Work required>
Every line from the line containing "the wooden dining" through the final line of the data is to be printed exactly; no other line is to appear.

Excerpted data>
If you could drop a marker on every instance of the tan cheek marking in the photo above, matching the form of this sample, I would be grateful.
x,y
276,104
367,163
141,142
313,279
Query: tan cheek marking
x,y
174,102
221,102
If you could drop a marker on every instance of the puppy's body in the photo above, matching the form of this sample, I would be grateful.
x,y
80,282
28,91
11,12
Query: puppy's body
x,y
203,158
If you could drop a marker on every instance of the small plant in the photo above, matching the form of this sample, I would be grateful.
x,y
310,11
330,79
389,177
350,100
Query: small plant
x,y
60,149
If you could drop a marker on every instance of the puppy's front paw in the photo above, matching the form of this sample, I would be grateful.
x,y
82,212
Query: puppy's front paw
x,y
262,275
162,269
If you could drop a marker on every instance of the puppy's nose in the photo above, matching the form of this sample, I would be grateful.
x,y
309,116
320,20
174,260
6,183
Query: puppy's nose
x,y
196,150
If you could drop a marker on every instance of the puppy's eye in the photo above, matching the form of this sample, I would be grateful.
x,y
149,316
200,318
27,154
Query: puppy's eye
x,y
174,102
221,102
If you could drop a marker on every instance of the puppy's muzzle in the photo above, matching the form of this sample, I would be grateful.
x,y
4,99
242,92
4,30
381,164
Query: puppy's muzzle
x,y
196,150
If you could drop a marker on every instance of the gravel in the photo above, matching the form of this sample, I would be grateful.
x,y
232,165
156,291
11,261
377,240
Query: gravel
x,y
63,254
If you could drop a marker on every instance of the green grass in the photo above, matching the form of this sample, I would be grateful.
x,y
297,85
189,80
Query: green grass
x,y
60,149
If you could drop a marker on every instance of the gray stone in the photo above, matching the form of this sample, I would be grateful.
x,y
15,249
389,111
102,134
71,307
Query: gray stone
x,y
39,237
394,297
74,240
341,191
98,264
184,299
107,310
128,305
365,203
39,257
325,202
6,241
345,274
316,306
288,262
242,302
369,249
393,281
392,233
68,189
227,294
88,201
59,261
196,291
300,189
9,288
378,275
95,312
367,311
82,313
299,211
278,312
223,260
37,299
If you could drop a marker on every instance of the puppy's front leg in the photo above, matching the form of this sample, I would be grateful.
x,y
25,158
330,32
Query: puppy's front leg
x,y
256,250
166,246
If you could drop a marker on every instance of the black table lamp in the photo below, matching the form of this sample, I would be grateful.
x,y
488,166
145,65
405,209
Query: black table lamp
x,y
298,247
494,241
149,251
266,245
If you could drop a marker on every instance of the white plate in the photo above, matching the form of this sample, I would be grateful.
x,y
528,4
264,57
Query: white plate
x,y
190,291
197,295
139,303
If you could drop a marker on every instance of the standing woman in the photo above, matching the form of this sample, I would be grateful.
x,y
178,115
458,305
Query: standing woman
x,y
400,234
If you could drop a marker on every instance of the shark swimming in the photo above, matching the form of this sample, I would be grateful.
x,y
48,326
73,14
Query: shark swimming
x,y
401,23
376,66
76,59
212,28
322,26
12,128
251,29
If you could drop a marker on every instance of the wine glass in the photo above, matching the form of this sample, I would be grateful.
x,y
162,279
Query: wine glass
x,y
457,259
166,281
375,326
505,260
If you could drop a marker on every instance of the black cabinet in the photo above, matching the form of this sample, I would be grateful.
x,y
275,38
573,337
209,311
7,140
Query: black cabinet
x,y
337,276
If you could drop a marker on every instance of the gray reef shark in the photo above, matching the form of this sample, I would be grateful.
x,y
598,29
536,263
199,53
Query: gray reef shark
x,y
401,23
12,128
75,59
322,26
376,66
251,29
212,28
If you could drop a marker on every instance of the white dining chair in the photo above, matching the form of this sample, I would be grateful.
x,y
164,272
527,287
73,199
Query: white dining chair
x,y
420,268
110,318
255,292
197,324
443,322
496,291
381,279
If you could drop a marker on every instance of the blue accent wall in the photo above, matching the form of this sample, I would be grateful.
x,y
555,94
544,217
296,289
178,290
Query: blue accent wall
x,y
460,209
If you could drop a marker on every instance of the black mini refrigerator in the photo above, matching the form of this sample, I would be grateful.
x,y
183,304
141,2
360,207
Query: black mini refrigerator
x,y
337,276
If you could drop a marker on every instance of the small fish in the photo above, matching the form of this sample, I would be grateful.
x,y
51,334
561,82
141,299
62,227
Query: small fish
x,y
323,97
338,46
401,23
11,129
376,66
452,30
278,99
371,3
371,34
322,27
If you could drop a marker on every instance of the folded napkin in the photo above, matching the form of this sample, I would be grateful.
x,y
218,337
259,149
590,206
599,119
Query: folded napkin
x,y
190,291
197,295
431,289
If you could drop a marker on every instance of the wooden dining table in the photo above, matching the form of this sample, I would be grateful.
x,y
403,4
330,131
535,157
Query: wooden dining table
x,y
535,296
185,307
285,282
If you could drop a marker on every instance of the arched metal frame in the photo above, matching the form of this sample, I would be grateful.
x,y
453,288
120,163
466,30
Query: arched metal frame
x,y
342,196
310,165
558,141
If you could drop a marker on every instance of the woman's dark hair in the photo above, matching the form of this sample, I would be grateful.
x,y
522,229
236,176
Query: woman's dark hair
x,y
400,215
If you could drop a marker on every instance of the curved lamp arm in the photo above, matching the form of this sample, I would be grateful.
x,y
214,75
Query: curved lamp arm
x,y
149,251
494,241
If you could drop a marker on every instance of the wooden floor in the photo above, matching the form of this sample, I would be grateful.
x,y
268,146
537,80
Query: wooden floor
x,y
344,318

Solved problem>
If you could drop a marker on every instance of the wooden dining table in the photo above, matching the form of this sample, I would be grateful.
x,y
403,4
330,131
535,157
Query: wooden dining table
x,y
535,296
185,307
285,282
If you could drop a marker on every instance of the arched metal frame in the photo above, matching the form of this sample, I would be grateful.
x,y
453,288
120,163
466,30
Query: arched metal frame
x,y
342,196
310,165
558,141
If you could drop a marker on every instance of the woman's dark hair in the photo above, matching the form of this sample, I would be grateful.
x,y
522,229
236,176
Query: woman's dark hair
x,y
400,215
If you could drop a marker on every instance of the curved lamp arm in the photo above, matching the form of this sample, I would be grateful.
x,y
214,75
Query: curved lamp arm
x,y
149,251
494,241
If you could drop a marker on every instance of the wooden floor in the photo above, matching the form of this sample, I would be grateful.
x,y
268,146
537,80
Query: wooden floor
x,y
344,318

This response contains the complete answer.